> _CONSIGNE_
Répondez aux questions suivantes d'après le texte étudié ci-dessous.
(a) Selon le texte, qu'est-ce qui est le plus grand allié des maladies en général ?
(b) De quelles décennies date le safe sex auquel le texte compare les politiques de distanciation sociale ?
(c) Pendant combien de temps les librairies sont-elles fermées ?

> _TEXTE ÉTUDIÉ_
┌──
Et voici la seconde vague et le nouveau confinement. 

Visiblement, tout le monde a oublié que nous avons connu une autre épidémie ces dernières quarante années. Une grande partie du legs historique, médical, social du sida a été perdu alors que les mêmes phénomènes se répètent : peur de la contamination, prévention, dépistage, course aux traitements et aux vaccins, magouilles de Big Pharma. Tout ce qui a traumatisé les gays pendant plusieurs décennies traumatise désormais la population générale. Après tout, les politiques de distanciation sociales sont très proches du safe sex des années 80 et 90 : réduction des partenaires, port du masque (ou de la capote), crainte d'être porteur asymptomatique mais contaminant, disparition des lieux de drague et de nombreux bars ou clubs, auto-contrôle et souci de la santé des autres. Les rivalités générationnelles apparaissent sur les comportements à risque et je ne suis pas le seul à voir des points communs entre le bareback classique du début des années 2000 et cette envie de vivre la vie "comme si c'était le dernier jour", les fêtes illégales étant assez proches des fêtes bareback, le besoin d'être rebelle, ou nihiliste. Le déni est le plus grand allié des maladies en général. Le consumérisme avant la santé, le plaisir avant la protection, le moment présent avant l'incertitude du futur. 

Vous vous plaignez parce que les librairies sont fermées pendant un mois. 

Nous, on a vécu sans sperme pendant vingt ans, bordel. 

Faites un effort, relisez vos classiques, je sais pas moi.
└──
> _EXTRAITS DE DONNÉES_
┌──
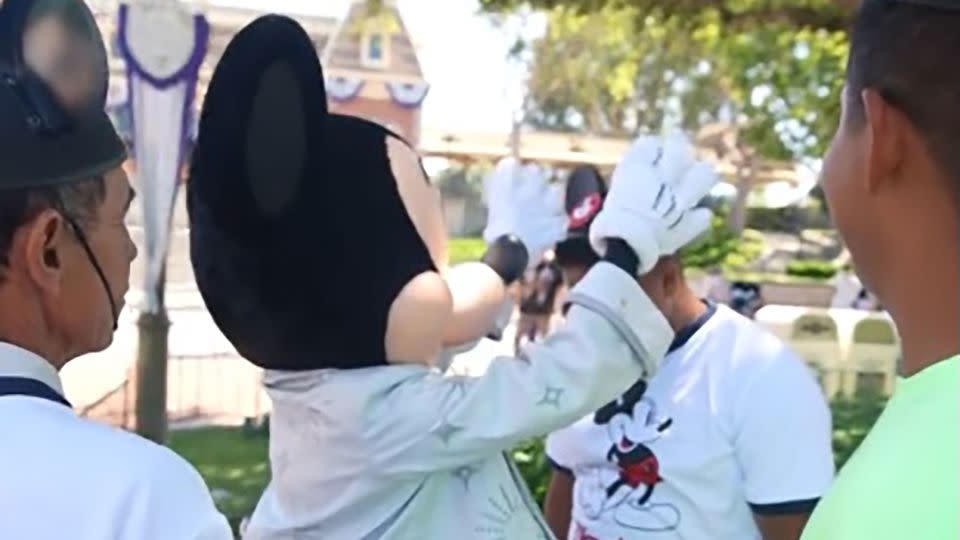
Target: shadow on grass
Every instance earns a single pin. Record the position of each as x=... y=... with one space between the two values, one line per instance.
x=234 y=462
└──
┌──
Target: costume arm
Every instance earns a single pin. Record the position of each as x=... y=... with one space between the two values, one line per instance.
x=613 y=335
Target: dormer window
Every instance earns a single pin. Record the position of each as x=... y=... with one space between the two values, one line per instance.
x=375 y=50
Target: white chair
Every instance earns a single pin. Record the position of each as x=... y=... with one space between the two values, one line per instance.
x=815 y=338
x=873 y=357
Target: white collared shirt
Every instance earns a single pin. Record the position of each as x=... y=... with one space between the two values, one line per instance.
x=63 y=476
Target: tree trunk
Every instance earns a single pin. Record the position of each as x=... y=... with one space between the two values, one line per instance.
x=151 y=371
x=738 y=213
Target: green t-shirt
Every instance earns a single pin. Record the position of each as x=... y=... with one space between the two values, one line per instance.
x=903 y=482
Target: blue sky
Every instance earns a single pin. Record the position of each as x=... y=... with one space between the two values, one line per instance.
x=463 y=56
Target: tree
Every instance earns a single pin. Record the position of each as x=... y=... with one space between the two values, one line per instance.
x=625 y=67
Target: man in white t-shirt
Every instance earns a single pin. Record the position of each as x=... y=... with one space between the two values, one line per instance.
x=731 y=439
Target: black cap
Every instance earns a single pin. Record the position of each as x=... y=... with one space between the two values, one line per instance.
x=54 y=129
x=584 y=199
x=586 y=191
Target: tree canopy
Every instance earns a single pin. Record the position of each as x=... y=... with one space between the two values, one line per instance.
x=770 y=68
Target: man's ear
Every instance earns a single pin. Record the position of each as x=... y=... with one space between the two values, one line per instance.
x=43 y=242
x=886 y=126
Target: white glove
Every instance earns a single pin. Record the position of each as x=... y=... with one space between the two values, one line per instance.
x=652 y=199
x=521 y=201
└──
> _VOTRE RÉPONSE_
(a) Le déni.
(b) Des années 80 et 90.
(c) Pendant un mois.